### Data excerpts:
Start of Block

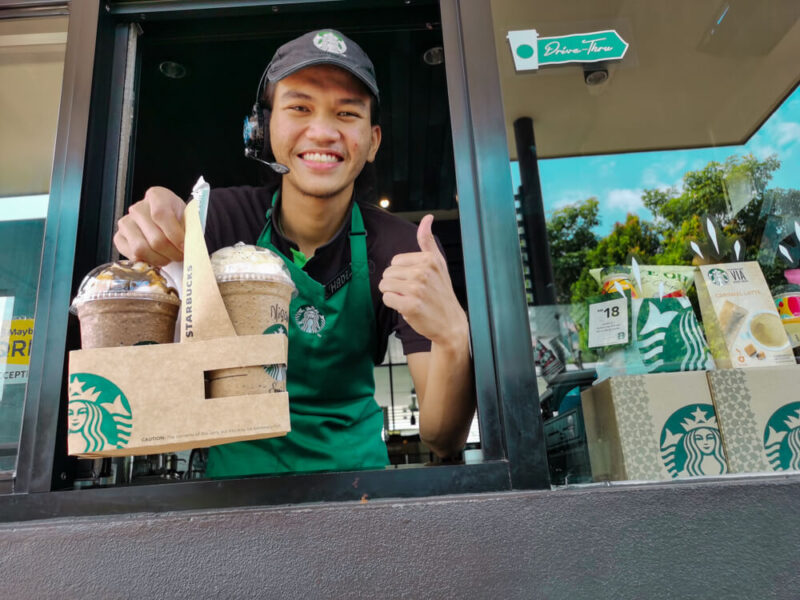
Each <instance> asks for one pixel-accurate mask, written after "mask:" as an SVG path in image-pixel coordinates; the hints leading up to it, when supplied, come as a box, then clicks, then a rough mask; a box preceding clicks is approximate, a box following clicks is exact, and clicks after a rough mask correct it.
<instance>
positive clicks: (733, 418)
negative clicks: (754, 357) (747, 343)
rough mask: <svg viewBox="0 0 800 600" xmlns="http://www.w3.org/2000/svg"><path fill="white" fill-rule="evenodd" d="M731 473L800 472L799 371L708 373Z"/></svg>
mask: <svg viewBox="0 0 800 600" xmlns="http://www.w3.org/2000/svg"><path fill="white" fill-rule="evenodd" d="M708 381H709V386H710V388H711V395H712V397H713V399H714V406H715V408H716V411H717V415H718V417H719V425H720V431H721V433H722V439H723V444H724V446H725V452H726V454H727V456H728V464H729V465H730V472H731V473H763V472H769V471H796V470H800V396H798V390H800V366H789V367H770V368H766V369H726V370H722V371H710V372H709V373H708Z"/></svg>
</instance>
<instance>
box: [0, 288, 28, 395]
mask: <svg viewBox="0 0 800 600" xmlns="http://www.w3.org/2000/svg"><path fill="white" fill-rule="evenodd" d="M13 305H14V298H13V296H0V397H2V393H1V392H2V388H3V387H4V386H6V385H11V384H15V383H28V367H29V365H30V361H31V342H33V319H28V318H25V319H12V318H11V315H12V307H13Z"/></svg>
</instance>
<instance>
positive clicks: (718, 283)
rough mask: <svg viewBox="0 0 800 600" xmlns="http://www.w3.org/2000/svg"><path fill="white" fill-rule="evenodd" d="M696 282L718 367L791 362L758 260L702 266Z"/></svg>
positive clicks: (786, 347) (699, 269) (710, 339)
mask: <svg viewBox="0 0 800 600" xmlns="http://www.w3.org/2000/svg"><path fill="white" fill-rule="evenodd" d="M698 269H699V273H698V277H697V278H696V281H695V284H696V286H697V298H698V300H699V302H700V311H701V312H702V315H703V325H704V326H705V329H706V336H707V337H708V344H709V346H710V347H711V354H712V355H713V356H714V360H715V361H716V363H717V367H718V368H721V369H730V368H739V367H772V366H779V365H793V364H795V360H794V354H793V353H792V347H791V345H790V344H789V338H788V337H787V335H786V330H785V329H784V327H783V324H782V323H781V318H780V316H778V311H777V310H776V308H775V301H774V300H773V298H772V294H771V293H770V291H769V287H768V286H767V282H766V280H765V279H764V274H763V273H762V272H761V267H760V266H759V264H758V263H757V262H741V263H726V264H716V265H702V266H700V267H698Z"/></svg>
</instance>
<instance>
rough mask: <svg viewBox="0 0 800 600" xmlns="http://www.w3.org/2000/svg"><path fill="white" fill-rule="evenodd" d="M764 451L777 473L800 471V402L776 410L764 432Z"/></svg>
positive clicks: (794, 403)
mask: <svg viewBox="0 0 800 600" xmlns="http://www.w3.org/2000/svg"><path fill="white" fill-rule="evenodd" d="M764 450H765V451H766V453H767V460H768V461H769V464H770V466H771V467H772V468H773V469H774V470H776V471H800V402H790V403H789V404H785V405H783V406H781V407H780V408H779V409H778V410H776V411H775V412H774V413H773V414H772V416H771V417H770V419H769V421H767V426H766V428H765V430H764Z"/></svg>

End of Block
Start of Block

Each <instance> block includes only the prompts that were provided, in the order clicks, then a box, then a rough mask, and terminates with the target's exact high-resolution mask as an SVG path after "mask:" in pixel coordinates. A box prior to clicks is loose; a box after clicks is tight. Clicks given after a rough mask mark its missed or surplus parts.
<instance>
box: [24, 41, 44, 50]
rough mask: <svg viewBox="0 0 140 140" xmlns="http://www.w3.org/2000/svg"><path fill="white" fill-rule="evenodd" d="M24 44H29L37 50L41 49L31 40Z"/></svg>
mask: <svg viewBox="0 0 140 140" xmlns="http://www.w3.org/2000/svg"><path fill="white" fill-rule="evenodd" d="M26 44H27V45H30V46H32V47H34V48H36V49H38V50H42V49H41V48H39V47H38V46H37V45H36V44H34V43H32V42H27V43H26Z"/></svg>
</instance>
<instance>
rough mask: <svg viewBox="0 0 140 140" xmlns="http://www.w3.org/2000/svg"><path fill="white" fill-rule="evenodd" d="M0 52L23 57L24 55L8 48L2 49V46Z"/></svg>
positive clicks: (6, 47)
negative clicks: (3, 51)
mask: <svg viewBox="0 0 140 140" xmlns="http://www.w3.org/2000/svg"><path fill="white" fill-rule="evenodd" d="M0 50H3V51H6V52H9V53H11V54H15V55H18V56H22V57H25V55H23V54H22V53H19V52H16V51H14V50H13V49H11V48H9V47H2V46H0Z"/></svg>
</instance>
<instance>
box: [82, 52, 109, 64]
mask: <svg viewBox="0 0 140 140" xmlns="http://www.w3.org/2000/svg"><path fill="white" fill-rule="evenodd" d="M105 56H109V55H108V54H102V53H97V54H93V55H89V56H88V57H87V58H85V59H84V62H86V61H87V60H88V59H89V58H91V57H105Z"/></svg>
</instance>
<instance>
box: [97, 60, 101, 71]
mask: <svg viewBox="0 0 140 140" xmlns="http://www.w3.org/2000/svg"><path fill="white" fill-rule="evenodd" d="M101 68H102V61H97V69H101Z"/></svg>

End of Block
Start of Block

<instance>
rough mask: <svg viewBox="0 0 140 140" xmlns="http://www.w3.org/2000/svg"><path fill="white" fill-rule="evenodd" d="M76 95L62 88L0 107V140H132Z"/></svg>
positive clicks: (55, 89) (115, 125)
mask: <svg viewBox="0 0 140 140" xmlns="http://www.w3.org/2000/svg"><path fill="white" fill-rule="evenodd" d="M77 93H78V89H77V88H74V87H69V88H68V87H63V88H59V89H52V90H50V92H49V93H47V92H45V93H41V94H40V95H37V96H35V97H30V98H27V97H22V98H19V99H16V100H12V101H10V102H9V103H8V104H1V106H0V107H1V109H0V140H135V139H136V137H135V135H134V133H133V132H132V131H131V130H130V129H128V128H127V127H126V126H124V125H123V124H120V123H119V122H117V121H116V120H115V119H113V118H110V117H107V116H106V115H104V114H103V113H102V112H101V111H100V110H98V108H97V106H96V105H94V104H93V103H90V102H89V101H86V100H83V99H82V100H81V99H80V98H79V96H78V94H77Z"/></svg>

End of Block

### Task details:
Look back at the entries above. Retype the line with "Each <instance> asks", the line with "positive clicks: (718, 283)", and all lines in between.

### Solution for this exercise:
Each <instance> asks for one pixel-accurate mask, written after "mask:" as an SVG path in image-pixel coordinates; the hints leading up to it, when supplied, come as a box, then clicks, then a rough mask; a box preceding clicks is approximate, a box following clicks is exact, and clicks after a rough mask correct it.
<instance>
positive clicks: (733, 418)
negative clicks: (754, 357) (747, 343)
rough mask: <svg viewBox="0 0 800 600" xmlns="http://www.w3.org/2000/svg"><path fill="white" fill-rule="evenodd" d="M731 473L800 472L799 371L708 373Z"/></svg>
mask: <svg viewBox="0 0 800 600" xmlns="http://www.w3.org/2000/svg"><path fill="white" fill-rule="evenodd" d="M708 381H709V386H710V388H711V395H712V397H713V399H714V406H715V408H716V411H717V415H718V417H719V425H720V431H721V433H722V439H723V444H724V446H725V452H726V454H727V456H728V464H729V465H730V472H731V473H763V472H769V471H796V470H800V396H798V390H800V366H789V367H770V368H766V369H726V370H722V371H710V372H709V373H708Z"/></svg>
</instance>
<instance>
box: [0, 288, 28, 395]
mask: <svg viewBox="0 0 800 600" xmlns="http://www.w3.org/2000/svg"><path fill="white" fill-rule="evenodd" d="M13 305H14V298H13V296H0V397H2V393H1V392H2V388H3V387H4V386H6V385H11V384H15V383H28V367H29V365H30V361H31V342H33V319H28V318H25V319H12V318H11V315H12V307H13Z"/></svg>
</instance>
<instance>
positive clicks: (718, 283)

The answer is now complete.